> _Task 1_: Reproduce word for word the section of the post about coming home that begins with the words containing "The hardest part" and ends with "through my hands.".
> _Task 2_: List each line of the listing that contains the string "curtain".

> _Page text_:
Thursday, March 3, 2016

Homeward Bound

The hardest part about traveling is coming home.  We’ve changed, and our friends seemingly haven’t, so we struggle to reconcile, let alone integrate, our former and current selves.  We might feel resentment about many things that we never even considered previously (consumerism, shallow social interactions, etc.), and it’s really difficult not to fall back into old habits.  And the most difficult fact of all to swallow?  WAL-MART STILL EXISTS.


Upon returning from a gap year of travel, it felt as though the things that I learned--mindfulness, a sense of interconnectedness, tolerance, gratitude (what am I, Buddha or something?)--were slowly oozing through my hands.  
And rightly so, as I wasn’t taking concrete actions to either incorporate the truths I had realized on the road into my old life, or use them to create the foundation and scaffolding of a new life; rather, I spent a lot of time complaining that ‘home’ wasn't providing me happiness.  Aka Buddha flips out.  


There are few things more disheartening than feeling new worlds and perspectives and ways of being in you grow and become clear, only to find yourself  in the basement beating Super Mario Kart for the 2,837th time (consolation: damn Cocoa Puffs are good!).  


In reality, my needs had simply evolved.  Social interactions clearly signalled this, as I was no longer content engaging in meaningless conversations with people at parties--I wanted to talk about what it feels like to be immersed in the babble of a foreign language and how that affects your psychology, or the patience required to haggle down the price of a bottle of water at the local shop.  I wanted to talk big-picture, and wanted to connect with the humanity in others, like I had done so many times with strangers during my travels.

> _Part of a data file_:
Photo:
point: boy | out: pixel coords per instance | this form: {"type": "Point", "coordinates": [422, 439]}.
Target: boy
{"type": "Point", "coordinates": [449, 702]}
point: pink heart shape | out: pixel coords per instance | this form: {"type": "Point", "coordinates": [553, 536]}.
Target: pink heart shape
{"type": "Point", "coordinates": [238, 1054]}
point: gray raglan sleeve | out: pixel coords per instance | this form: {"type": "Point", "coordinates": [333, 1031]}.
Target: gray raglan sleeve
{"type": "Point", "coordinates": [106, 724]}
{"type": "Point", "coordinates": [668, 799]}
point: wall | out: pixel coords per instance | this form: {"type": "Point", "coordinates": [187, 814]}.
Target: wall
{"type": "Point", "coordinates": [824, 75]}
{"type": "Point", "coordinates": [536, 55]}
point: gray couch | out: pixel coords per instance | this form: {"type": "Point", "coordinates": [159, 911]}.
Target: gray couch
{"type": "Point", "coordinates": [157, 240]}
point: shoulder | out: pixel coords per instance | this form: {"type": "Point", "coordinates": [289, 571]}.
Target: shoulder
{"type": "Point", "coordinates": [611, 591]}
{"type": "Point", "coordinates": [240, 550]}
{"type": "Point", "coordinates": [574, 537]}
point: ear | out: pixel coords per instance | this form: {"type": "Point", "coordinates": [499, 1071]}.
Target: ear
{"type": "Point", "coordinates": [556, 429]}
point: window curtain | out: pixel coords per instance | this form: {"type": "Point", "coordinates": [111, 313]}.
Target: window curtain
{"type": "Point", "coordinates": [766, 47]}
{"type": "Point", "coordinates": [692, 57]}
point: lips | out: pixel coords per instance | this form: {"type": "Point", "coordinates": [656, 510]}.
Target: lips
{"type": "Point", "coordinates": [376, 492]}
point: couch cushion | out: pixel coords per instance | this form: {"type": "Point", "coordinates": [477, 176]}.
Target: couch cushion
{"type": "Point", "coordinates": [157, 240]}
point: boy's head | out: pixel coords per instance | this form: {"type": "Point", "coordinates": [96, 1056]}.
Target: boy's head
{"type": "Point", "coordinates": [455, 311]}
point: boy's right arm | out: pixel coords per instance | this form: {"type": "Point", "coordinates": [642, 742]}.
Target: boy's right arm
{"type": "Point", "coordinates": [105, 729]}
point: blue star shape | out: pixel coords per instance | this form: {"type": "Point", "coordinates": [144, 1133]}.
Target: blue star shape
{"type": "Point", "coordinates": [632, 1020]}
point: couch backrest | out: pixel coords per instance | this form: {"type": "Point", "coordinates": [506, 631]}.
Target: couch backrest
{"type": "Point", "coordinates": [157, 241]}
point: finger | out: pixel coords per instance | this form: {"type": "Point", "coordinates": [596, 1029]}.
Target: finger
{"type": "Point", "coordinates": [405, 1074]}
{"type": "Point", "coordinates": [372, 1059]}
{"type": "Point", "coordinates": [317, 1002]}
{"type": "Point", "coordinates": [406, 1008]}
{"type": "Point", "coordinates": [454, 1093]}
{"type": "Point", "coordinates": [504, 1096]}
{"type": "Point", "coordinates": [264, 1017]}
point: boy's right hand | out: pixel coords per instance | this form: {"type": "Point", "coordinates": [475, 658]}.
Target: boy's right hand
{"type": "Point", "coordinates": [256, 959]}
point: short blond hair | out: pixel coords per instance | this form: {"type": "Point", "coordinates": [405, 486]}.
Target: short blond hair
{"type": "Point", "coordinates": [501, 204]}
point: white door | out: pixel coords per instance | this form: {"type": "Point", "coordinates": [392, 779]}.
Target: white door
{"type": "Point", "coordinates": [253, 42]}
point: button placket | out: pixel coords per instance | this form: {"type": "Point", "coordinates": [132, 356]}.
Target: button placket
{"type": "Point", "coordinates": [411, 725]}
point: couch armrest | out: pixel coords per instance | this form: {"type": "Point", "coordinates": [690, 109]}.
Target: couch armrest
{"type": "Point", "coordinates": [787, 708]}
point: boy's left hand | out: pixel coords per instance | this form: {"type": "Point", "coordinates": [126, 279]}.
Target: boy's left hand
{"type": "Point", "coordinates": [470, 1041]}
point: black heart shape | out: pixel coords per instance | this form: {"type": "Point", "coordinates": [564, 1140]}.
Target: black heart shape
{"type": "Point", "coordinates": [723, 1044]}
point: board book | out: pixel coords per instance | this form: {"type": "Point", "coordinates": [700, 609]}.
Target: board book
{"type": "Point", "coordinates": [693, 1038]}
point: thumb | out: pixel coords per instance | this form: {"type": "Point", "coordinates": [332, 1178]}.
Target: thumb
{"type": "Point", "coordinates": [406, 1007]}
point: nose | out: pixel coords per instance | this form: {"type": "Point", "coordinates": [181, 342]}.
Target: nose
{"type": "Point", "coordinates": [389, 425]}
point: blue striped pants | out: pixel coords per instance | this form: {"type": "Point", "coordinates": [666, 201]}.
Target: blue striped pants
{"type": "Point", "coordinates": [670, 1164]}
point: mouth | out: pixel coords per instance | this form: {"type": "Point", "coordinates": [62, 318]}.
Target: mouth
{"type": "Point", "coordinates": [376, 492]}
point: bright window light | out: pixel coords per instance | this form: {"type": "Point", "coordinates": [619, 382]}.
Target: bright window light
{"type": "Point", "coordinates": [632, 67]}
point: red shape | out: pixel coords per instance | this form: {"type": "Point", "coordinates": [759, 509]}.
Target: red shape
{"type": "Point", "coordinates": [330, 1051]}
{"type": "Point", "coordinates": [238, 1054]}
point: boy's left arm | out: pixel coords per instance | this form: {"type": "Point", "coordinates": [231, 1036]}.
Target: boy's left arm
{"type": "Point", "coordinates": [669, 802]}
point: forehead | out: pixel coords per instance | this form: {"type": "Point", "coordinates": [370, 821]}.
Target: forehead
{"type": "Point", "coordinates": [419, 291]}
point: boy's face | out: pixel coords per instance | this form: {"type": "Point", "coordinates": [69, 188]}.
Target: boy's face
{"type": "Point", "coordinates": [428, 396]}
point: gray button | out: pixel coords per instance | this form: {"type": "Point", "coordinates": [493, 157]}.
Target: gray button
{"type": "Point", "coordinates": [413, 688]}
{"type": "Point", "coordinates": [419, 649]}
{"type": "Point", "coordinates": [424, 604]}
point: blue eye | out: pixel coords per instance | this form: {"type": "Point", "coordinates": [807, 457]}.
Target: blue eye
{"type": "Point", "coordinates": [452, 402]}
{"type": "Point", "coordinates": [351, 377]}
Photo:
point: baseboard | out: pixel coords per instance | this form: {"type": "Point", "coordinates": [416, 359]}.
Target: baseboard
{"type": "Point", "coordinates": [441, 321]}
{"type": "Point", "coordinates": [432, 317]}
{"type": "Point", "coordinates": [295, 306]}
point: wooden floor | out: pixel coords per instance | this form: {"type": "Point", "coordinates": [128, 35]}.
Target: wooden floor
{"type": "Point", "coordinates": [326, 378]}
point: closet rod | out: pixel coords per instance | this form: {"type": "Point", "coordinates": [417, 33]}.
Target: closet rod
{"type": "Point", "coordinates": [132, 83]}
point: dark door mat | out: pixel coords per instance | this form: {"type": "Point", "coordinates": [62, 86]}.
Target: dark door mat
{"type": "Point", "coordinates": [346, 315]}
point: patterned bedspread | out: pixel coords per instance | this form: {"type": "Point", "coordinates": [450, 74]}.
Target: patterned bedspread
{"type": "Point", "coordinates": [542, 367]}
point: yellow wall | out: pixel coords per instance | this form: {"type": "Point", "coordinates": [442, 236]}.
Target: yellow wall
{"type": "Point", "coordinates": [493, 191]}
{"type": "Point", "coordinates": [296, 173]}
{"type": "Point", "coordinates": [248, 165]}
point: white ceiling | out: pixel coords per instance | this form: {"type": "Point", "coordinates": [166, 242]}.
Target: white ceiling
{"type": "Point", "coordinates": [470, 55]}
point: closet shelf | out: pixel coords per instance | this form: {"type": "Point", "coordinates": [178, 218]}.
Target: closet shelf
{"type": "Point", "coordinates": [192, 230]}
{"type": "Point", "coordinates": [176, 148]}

> _Full solution 1_:
The hardest part about traveling is coming home.  We’ve changed, and our friends seemingly haven’t, so we struggle to reconcile, let alone integrate, our former and current selves.  We might feel resentment about many things that we never even considered previously (consumerism, shallow social interactions, etc.), and it’s really difficult not to fall back into old habits.  And the most difficult fact of all to swallow?  WAL-MART STILL EXISTS.


Upon returning from a gap year of travel, it felt as though the things that I learned--mindfulness, a sense of interconnectedness, tolerance, gratitude (what am I, Buddha or something?)--were slowly oozing through my hands.

> _Full solution 2_:
point: window curtain | out: pixel coords per instance | this form: {"type": "Point", "coordinates": [111, 313]}.
Target: window curtain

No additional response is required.